## TASK GOAL
Pull out every line below that holds the word "leather".

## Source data

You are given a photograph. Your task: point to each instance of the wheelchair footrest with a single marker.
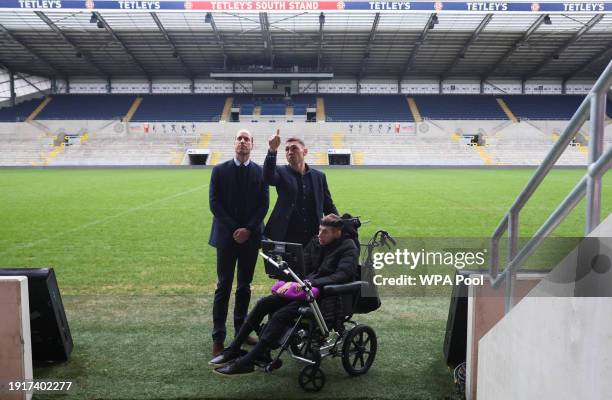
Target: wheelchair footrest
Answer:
(274, 365)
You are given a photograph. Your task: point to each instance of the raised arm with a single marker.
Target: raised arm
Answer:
(271, 175)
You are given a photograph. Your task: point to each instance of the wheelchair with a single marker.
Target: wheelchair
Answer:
(326, 329)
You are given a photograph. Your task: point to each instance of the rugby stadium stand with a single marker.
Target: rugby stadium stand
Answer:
(179, 107)
(476, 107)
(347, 107)
(86, 106)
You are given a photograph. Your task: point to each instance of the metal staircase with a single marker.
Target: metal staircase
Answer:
(593, 107)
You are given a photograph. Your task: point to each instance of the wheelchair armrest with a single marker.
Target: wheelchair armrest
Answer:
(344, 288)
(305, 311)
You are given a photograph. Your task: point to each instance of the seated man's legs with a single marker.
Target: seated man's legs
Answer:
(269, 338)
(264, 306)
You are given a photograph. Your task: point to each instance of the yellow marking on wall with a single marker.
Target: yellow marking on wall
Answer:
(506, 110)
(38, 109)
(320, 109)
(132, 110)
(320, 158)
(214, 158)
(414, 109)
(227, 109)
(358, 158)
(337, 140)
(483, 155)
(203, 140)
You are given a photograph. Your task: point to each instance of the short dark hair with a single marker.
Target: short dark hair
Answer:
(332, 220)
(296, 139)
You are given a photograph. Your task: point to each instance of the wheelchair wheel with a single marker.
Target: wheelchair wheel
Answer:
(359, 350)
(312, 378)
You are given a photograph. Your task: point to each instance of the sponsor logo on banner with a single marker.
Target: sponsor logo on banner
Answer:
(583, 6)
(390, 5)
(487, 6)
(264, 5)
(139, 5)
(45, 4)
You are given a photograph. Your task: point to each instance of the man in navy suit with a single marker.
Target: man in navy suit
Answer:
(239, 203)
(303, 195)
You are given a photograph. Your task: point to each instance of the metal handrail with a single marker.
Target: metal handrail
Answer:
(593, 106)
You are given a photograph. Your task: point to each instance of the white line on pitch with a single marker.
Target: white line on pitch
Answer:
(102, 220)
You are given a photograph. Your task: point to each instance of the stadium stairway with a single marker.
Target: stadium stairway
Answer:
(506, 110)
(227, 109)
(320, 109)
(133, 108)
(414, 109)
(38, 109)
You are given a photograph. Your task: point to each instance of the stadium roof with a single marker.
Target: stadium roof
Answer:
(365, 45)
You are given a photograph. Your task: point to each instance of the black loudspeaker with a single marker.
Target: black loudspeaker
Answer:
(455, 341)
(51, 338)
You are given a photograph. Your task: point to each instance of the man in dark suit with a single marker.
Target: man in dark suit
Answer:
(239, 203)
(303, 195)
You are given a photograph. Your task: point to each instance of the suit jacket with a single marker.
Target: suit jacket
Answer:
(333, 264)
(224, 203)
(287, 190)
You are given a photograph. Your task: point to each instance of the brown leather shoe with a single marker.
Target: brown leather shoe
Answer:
(251, 341)
(217, 348)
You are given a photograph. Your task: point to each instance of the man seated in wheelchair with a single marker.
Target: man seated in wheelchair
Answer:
(330, 258)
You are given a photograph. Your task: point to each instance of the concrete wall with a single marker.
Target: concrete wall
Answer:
(553, 344)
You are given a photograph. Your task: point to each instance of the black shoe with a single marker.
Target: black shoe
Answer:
(236, 368)
(226, 356)
(263, 359)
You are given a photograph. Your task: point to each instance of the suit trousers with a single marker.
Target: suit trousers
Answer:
(242, 258)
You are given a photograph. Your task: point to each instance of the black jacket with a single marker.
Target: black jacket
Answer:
(335, 263)
(224, 203)
(282, 178)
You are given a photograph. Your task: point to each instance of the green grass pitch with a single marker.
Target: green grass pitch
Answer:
(129, 247)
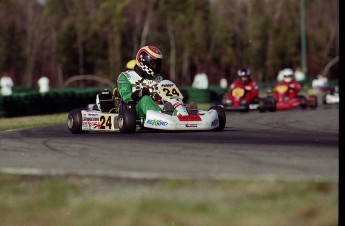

## WORKED SOLUTION
You are given a photograph. Your task: point to each instance of the brown leather shoe with a single marker.
Target: brown leather shoe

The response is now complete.